Exercise directions: Carry on the review of Lovecraft Country, picking up right after its final sentence.

Text extract:
-.-.-

“This is the story of a boy and his dream,” a narrator tells us. “But more than that, it is the story of an American boy and a dream that is truly American.” That narrator is from the 1950 film The Jackie Robinson Story, but he’s also, in effect, narrating Lovecraft Country, Misha Green‘s phenomenal horror series. Rather than just use musical needle drops, Lovecraft Country uses narration pulled from other sources, audio clips, spoken-word poetry, creating a rich tapestry; a collage; a mosaic. In a way, Lovecraft Country is asking: Why play by the rules when rules were made to be broken?
The boy with a dream is Atticus Freeman (Jonathan Majors, a strong lead who manages to be both rugged and bookish), an army veteran who has his nose buried in a book whenever possible. Craving stories of adventure and stories of horror, Atticus dreams of being the hero in his own saga. Sometimes, dreams come true. Sometimes, they turn into nightmares. Based on the book by Matt Ruff, the HBO adaptation of Lovecraft Country sticks surprisingly close to Ruff’s framing device, which managed to make the book both a novel and a short story collection at once. By adhering to this formula, the Lovecraft Country adaptation becomes a kind of anthology show, following various connected characters through their own individual stories and occasionally bringing them all back together.
One author Atticus is more than a little familiar with is H.P. Lovecraft, the granddaddy of the modern horror story. Lovecraft’s influence stretches far and wide, and there’s not a major horror writer working today who doesn’t owe at least some of their success to him (Stephen King, in particular, has made an unstoppable career by borrowing from Lovecraft’s bag of tricks). Even those who have never read Lovecraft are likely aware of him, and his tales of weird cosmic horrors and cruelly indifferent elder gods. But for all of Lovecraft’s iconic influence, there’s one undeniable, nasty truth about the man: he was terribly racist. Among his writing was a poem written in 1912 in which Lovecraft described Black people as “beast[s]” and “semi-human.”
The characters of Lovecraft Country are predominantly Black, and in some ways, the show is performing a ritual cleansing: it’s taking the Lovecraft out of Lovecraft and viewing his art through a completely different perspective. The show is asking: Which is scary – the paranormal monster with the slimy tentacles, or the smirking racists who can get away with seemingly anything as long as their targets are Black?
Set in 1950s Jim Crow America, Lovecraft Country arrives on television at a time when race relations are once again under a microscope. The depressing truth is that while some things have changed in regards to racism in this country, nothing has really changed. It’s just better locked away, hidden behind polite smiles and niceties. But in the world of Lovecraft Country, there’s no need to hide. The racists here are openly confrontational towards the Black characters, tormenting them with smug, sadistic glee. Why? Because they can. Who’s going to stop them?

-.-.-

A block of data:

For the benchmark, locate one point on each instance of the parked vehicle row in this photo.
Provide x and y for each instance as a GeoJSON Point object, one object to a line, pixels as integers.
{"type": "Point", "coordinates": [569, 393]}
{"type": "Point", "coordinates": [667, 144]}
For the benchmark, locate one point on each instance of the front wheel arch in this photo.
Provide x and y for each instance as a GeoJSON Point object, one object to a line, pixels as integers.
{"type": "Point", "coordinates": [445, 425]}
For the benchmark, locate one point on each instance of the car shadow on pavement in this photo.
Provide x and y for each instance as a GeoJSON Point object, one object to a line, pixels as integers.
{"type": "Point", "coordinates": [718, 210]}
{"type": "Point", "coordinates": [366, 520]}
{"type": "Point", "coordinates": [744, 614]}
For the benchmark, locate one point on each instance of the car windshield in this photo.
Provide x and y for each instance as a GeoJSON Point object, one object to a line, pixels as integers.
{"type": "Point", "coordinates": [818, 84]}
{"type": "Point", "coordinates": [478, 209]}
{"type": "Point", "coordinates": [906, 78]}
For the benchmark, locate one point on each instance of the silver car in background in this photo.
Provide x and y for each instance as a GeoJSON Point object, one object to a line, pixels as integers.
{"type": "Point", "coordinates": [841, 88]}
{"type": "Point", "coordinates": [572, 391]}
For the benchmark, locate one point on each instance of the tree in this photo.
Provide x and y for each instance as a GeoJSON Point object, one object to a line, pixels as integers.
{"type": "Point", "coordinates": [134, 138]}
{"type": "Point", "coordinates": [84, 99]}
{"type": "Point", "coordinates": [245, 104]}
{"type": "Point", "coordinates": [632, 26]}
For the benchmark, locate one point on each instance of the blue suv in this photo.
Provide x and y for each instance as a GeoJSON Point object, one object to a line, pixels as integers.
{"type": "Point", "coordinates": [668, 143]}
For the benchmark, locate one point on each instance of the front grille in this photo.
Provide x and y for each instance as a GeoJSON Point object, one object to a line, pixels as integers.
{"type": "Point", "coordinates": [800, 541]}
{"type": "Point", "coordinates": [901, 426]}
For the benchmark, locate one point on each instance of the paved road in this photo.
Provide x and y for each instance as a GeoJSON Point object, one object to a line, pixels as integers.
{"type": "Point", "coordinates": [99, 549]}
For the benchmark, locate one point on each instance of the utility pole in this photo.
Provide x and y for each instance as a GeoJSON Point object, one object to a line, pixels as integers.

-.-.-

Answer for this exercise:
As Lovecraft Country opens, Atticus heads back from Florida to his old homestead on the South Side of Chicago after receiving a mysterious note from his estranged, abusive father Montrose (Michael Kenneth Williams). Back home he discovers Montrose is missing, and Atticus becomes determined to find him, their complicated history be damned. First, though, he reunites with his Uncle George, played by Courtney B. Vance in a warm, commanding performance. George is the publisher of The Safe Negro Travel Guide, a Green Book-style publication that provides Black people information on which towns across America are safe, and which should be avoided at all costs. George’s artistic daughter Diana (Jada Harris) draws elaborate ghosts, demons, and other slimy monstrosities on the travel map indicating the racist haunts to be avoided, and one immediately thinks of ancient maps where cartographers would scribble in Latin “Here be dragons” on uncharted territories.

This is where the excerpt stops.